• Given problem 1:
Answer these questions about the knowledge backends page below:
(a) Which backend is marked as the default?
(b) What error results when the mem0 backend is given no scope identifier?
(c) What value does the CompanyBot agent pass for agent_id?
• Given problem 2: Please locate each line of the listing below that contains the word "white" and copy those lines. Case counts.

------ Text excerpt

Knowledge Backends
PraisonAI supports multiple knowledge storage backends through a protocol-driven architecture. This allows you to choose the best backend for your use case while maintaining a consistent API.
Available Backends
| Backend | Description | Best For |
|---|
| mem0 (default) | Long-term memory with semantic search | Multi-user apps, persistent memory |
| chroma | Local vector database | Development, single-user apps |
| internal | Built-in lightweight storage | Simple use cases |
Agent-First Usage
The recommended way to use knowledge is through the Agent API:
from praisonaiagents import Agent
# Create agent with knowledge (uses mem0 by default)
agent = Agent(
name="ResearchAssistant",
instructions="You are a research assistant.",
knowledge=["./documents/"], # Add documents
memory={"user_id": "user123"} , # Required for mem0 backend
)
# Chat automatically retrieves relevant context
response = agent.chat("What are the main findings?")
Scope Identifiers
Knowledge backends support three scope identifiers for multi-tenant isolation:
| Identifier | Purpose | Example |
|---|
user_id | Isolate per user | "user_alice" |
agent_id | Isolate per agent type | "research_agent_v1" |
run_id | Isolate per session | "session_abc123" |
The mem0 backend requires at least one scope identifier. If none is provided, operations will fail with a ScopeRequiredError.
Example with Scope
from praisonaiagents import Agent
# User-scoped knowledge
agent = Agent(
name="PersonalAssistant",
instructions="You are a personal assistant.",
knowledge=["./user_docs/"],
memory={"user_id": "alice"} , # Knowledge scoped to Alice
)
# Agent-scoped knowledge (shared across users)
shared_agent = Agent(
name="CompanyBot",
instructions="You answer company policy questions.",
knowledge=["./policies/"],
agent_id="company_bot_v1", # Shared knowledge
)
Combining Multiple Scopes
Combine user_id, agent_id, and run_id to isolate knowledge down to a specific session for a specific agent and user.
from praisonaiagents import Agent
agent = Agent(
name="SupportBot",
instructions="Answer using the customer's session history.",
knowledge=["./support_docs/"],
user_id="customer_42",
agent_id="support_bot_v1",
run_id="session_2026_05_30",
)

------------
------ Input data

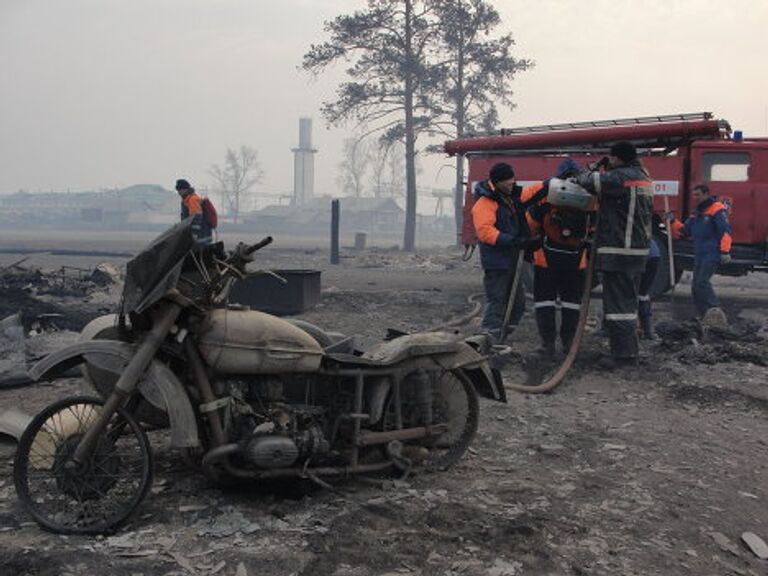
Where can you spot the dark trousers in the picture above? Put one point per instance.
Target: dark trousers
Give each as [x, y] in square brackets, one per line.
[549, 285]
[497, 285]
[620, 307]
[701, 288]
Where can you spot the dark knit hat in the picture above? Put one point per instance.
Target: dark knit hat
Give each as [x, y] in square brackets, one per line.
[500, 172]
[624, 151]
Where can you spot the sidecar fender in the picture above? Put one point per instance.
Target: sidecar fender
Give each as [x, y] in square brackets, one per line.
[159, 385]
[468, 362]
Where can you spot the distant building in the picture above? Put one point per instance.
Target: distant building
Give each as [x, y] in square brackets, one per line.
[135, 206]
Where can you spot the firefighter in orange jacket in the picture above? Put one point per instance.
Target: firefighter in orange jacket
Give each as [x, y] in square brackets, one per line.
[711, 233]
[560, 263]
[192, 207]
[501, 228]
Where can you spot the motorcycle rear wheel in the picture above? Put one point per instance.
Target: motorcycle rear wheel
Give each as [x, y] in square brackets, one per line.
[454, 403]
[102, 493]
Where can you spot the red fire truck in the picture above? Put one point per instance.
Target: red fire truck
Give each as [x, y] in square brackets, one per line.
[679, 151]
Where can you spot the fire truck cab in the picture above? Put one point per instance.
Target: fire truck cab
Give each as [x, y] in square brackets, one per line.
[680, 151]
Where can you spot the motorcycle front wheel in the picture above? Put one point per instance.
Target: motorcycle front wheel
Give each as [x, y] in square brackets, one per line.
[435, 398]
[95, 497]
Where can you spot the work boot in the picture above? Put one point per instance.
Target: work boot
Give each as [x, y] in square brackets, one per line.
[646, 320]
[646, 327]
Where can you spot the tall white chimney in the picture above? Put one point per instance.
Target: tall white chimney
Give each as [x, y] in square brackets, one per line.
[304, 164]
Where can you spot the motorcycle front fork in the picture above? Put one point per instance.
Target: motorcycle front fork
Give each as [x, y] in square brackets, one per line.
[128, 381]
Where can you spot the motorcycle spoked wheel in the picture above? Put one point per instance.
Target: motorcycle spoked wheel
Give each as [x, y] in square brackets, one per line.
[454, 402]
[100, 495]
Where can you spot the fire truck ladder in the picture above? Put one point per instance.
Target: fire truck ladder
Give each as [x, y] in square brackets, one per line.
[650, 134]
[691, 117]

------------

• Written solution 1:
(a) mem0
(b) ScopeRequiredError
(c) "company_bot_v1"

• Written solution 2:
Where can you spot the tall white chimney in the picture above? Put one point per instance.
Target: tall white chimney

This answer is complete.